-- Assignment --
The lines to extract run from the first line of the material below to the line containing "Mark the innermost point of each instance of the dirt", both included; leave the pictures behind.

━━━━━━━━━━━━━━━━

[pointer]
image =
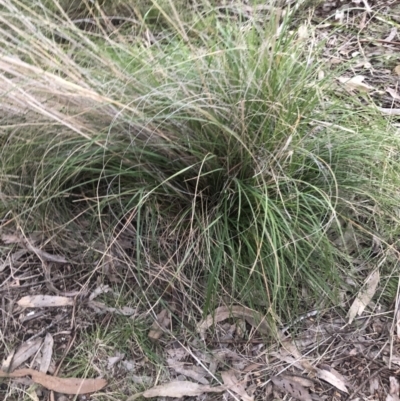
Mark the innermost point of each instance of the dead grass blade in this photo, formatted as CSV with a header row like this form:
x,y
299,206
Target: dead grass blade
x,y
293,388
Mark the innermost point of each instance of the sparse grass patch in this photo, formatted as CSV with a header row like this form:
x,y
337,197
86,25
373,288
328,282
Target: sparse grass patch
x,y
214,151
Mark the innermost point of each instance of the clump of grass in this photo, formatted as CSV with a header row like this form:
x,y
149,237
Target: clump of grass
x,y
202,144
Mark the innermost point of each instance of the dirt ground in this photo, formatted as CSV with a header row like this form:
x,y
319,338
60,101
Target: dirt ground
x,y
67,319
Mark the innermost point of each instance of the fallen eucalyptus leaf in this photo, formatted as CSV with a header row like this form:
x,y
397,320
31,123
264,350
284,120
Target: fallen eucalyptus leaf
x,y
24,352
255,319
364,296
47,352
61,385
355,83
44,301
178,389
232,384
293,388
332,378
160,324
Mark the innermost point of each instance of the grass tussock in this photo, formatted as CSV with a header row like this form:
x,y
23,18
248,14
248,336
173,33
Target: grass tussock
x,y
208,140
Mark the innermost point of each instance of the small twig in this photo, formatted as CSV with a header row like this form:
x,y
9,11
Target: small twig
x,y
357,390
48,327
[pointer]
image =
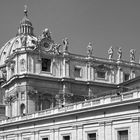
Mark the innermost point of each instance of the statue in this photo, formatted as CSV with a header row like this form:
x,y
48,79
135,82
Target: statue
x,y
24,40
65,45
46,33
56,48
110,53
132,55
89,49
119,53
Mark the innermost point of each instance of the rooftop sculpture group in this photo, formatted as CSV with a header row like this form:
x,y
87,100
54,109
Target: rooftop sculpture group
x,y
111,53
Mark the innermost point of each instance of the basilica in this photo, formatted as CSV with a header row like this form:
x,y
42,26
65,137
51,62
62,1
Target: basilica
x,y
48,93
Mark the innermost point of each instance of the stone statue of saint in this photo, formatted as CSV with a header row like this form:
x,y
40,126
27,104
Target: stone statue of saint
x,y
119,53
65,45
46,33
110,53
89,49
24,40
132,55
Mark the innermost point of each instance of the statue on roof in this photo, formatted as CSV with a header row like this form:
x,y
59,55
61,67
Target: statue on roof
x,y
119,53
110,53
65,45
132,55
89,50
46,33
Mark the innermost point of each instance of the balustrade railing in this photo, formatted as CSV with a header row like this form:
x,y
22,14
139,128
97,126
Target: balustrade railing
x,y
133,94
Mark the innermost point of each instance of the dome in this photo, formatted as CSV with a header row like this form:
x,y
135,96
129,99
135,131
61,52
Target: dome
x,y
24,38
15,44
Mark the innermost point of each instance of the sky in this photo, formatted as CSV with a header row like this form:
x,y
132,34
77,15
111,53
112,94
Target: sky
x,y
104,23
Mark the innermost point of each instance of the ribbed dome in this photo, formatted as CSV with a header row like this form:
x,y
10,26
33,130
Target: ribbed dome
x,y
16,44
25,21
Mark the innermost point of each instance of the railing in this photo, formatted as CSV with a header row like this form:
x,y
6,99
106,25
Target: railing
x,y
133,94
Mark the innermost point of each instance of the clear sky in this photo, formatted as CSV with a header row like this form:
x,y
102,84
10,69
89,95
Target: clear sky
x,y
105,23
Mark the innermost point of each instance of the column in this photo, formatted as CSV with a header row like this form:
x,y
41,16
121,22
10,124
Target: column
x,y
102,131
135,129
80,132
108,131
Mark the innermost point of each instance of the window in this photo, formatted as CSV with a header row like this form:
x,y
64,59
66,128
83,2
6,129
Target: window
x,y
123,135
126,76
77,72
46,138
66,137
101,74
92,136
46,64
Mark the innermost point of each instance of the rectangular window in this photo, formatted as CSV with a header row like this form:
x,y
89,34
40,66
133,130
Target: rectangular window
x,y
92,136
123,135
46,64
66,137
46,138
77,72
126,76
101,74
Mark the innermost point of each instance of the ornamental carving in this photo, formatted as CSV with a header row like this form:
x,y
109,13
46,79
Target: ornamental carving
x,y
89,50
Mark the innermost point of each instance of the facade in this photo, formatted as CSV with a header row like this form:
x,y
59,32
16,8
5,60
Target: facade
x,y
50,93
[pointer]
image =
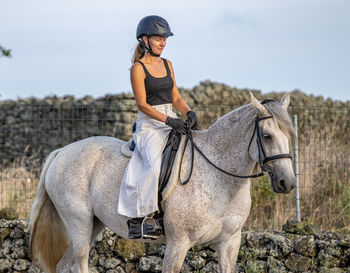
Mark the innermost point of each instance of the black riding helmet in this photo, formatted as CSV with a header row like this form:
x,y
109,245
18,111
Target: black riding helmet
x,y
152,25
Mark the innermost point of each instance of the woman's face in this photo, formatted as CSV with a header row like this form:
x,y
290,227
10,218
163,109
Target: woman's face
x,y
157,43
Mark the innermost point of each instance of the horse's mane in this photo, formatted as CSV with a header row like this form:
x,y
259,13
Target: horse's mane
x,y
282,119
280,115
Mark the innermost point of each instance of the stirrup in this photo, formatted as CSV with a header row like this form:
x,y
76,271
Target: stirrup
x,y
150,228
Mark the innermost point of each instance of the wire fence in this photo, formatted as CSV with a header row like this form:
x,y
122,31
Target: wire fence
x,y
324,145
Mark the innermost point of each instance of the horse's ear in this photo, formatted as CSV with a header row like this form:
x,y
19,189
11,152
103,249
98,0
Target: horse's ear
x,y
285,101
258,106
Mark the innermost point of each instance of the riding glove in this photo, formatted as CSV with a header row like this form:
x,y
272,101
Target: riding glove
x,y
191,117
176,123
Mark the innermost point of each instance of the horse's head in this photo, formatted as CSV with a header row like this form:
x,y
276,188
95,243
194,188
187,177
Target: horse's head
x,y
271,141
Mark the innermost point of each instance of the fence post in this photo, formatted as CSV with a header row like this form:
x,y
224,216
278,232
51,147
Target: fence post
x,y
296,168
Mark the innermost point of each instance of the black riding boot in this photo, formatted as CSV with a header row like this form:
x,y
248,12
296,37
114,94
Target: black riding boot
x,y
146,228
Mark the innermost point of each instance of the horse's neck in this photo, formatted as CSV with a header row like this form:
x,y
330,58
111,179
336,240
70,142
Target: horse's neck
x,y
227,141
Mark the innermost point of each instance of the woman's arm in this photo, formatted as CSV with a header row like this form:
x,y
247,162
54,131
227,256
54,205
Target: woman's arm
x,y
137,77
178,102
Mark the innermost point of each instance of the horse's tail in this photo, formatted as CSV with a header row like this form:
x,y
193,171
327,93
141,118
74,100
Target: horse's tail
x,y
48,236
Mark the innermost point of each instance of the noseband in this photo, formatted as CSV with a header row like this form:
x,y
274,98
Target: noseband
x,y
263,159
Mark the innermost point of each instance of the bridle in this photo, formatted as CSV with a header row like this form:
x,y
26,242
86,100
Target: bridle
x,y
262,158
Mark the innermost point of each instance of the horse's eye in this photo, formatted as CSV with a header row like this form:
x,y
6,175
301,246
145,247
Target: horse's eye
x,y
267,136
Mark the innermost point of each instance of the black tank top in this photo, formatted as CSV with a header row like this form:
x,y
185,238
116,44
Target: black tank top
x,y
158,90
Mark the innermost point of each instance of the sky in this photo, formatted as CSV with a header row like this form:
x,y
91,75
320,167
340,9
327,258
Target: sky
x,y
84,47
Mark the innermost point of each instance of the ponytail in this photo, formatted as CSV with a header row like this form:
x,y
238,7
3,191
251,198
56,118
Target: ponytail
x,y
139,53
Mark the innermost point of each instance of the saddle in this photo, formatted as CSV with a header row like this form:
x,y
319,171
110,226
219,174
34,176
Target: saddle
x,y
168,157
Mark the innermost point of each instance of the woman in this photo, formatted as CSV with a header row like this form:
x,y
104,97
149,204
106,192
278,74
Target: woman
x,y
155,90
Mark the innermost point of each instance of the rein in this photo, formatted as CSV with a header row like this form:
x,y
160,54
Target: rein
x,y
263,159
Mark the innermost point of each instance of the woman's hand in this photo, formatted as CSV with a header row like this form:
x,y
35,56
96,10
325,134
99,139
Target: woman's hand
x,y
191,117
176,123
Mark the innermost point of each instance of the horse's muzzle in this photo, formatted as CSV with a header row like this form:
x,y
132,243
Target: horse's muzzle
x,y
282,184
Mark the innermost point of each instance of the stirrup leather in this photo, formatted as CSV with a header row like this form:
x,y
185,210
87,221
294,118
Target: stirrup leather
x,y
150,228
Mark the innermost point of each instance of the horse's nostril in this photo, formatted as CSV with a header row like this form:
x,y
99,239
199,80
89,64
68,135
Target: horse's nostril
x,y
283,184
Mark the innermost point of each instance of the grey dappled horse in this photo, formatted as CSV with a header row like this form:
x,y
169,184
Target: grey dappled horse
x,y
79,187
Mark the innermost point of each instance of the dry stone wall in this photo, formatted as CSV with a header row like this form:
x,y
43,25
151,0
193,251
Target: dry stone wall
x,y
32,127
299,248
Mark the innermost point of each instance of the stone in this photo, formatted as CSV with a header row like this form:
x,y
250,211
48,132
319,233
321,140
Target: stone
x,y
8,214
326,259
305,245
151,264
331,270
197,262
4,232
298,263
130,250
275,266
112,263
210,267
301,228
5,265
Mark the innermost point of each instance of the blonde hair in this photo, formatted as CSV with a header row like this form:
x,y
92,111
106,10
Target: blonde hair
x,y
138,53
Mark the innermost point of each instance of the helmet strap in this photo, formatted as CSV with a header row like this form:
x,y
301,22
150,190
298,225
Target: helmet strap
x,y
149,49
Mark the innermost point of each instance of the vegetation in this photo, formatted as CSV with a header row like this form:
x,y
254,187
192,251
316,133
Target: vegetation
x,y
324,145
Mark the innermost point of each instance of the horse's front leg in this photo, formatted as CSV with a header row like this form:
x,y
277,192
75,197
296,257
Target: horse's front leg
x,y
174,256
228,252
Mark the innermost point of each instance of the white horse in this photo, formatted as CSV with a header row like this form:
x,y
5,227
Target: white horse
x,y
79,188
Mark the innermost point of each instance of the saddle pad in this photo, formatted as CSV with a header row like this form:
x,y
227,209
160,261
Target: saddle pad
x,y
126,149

━━━━━━━━━━━━━━━━

-- Exercise result --
[pointer]
image =
Mark the innermost point of each instance of the dead grass blade in this photo, formatted as CSV with a header row like this form:
x,y
299,206
Target: dead grass blade
x,y
293,388
Mark the innermost point of each instance of the sparse grass patch in this photo, formatted as CSV with a header row like this form:
x,y
337,197
86,25
373,288
328,282
Target: sparse grass patch
x,y
214,151
Mark the innermost point of each instance of the clump of grass in this photo, formatted as CSV with a header row like this form:
x,y
149,237
Target: clump of grass
x,y
202,144
Mark the innermost point of each instance of the dirt ground in this photo, formatted as CSV with a header row like this form:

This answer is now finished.